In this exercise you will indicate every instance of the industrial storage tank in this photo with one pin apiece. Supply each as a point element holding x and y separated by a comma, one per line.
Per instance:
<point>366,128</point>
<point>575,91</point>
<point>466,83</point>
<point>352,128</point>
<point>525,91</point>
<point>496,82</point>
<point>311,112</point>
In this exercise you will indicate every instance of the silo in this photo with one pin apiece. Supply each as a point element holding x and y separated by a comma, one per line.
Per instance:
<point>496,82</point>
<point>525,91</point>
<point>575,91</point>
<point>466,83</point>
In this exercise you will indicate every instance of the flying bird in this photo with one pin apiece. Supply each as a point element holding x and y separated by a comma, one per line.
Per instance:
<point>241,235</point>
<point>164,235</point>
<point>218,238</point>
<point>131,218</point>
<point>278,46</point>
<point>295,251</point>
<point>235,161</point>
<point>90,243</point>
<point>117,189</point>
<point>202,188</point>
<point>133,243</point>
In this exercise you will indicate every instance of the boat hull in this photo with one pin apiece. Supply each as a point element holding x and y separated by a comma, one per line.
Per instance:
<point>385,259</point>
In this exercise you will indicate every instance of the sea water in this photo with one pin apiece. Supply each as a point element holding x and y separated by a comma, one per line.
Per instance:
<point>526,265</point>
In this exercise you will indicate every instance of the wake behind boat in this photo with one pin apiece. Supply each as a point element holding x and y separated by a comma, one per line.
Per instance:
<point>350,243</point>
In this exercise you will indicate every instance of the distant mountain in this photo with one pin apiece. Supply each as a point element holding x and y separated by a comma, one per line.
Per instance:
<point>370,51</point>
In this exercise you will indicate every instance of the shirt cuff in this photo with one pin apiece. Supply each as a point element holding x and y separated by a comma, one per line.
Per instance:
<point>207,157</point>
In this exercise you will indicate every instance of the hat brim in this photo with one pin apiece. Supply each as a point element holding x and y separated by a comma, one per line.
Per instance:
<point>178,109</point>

###

# [Written task]
Copy every item above word for word, keeping each line in its original order.

# [Written solution]
In this exercise you will indicate every instance of the industrial storage tank in this photo with one pin apiece. Supply each as a point element holding x and y separated by a comma, one per line.
Per instance:
<point>366,128</point>
<point>575,91</point>
<point>466,83</point>
<point>352,128</point>
<point>525,91</point>
<point>496,82</point>
<point>311,112</point>
In this exercise you will indicate every instance of the silo in this photo with one pin apiece. Supply each as a point element holding x and y separated by a comma, one per line.
Per instance:
<point>496,82</point>
<point>525,91</point>
<point>575,91</point>
<point>466,83</point>
In this exercise you will indicate every instance of the flying bird in this photo with one pin apiece. Supply each as a point element holding x and y separated by a comma, one per line.
Per instance:
<point>241,235</point>
<point>164,235</point>
<point>218,238</point>
<point>131,218</point>
<point>278,46</point>
<point>295,251</point>
<point>235,161</point>
<point>90,243</point>
<point>117,189</point>
<point>202,188</point>
<point>133,243</point>
In this exercise you will indicate every instance of the boat hull in this photo with one pin apiece. Supply each as a point element holding x and y separated by a comma, one per line.
Per instance:
<point>385,259</point>
In this exercise you will indicate every instance of the sea water in this photo with one pin apiece. Supply each as a point element holding x and y separated by a comma, one per line.
Per instance:
<point>526,265</point>
In this exercise you will indicate every instance of the wake behind boat in this photo with one pin apiece. Supply each as a point element holding x and y separated by a comma, one per line.
Per instance:
<point>350,243</point>
In this exercise you will indicate every instance of the distant mountain in this photo with one pin apiece. Supply each as a point element holding x and y separated by a comma, one per line.
Per instance:
<point>370,51</point>
In this exercise you will indicate every instance of the shirt cuff in this photo with one pin apiece. Supply each as a point element holding x and y separated by a comma, one per line.
Per instance:
<point>207,157</point>
In this exercise you will indicate every instance of the hat brim in this photo with one pin apiece. Supply each as a point element holding x and y separated by a comma, one per line.
Per instance:
<point>178,109</point>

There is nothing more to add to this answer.